** Direction 1 **
Answer these questions using the thread about the 2.5ft planted tank, putting each answer on its own line marked the same way.
(a) On what date was the tank set up?
(b) Which fish does Alasse ask people not to suggest as livestock?
(c) What is being added from another filter to give the canister a kickstart?
** Direction 2 **
Copy the part of the thread about the 2.5ft planted tank that runs from "# 2.5ft planted" up to and including "some more yet.".
** Direction 3 **
List every username that appears as a post author in the thread about the 2.5ft planted tank, giving each name once.

# 2.5ft planted



## Alasse (Mar 12, 2009)

I decided to setup another tank, done 11th Dec 2011. It is still a bit cloudy from setup as filtration hasnt been added as yet, canister should be on it today (adding media from another filter to give it a kickstart)

Still a work in progress, so will develop some more yet.









Feel free to give me idea on livestock (not rummy's or neons)


----------



## susankat (Nov 15, 2008)

Alasse what can I say. As always a beautiful tank.


----------



## Alasse (Mar 12, 2009)

thanks Susan!


----------



## Summer (Oct 3, 2011)

very pretty!!!


----------



## Alasse (Mar 12, 2009)

Thanx Summer


----------



## aquaninja (Sep 6, 2011)

Looks awesome.


----------



## Alasse (Mar 12, 2009)

** Information supplied **
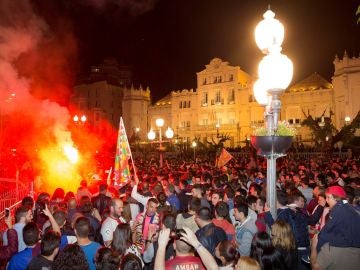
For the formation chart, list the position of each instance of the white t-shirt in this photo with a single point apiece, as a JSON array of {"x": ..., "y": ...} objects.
[{"x": 108, "y": 227}]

** Result 1 **
(a) 11th Dec 2011
(b) Rummy's or neons
(c) Media

** Result 2 **
# 2.5ft planted



## Alasse (Mar 12, 2009)

I decided to setup another tank, done 11th Dec 2011. It is still a bit cloudy from setup as filtration hasnt been added as yet, canister should be on it today (adding media from another filter to give it a kickstart)

Still a work in progress, so will develop some more yet.

** Result 3 **
Alasse
susankat
Summer
aquaninja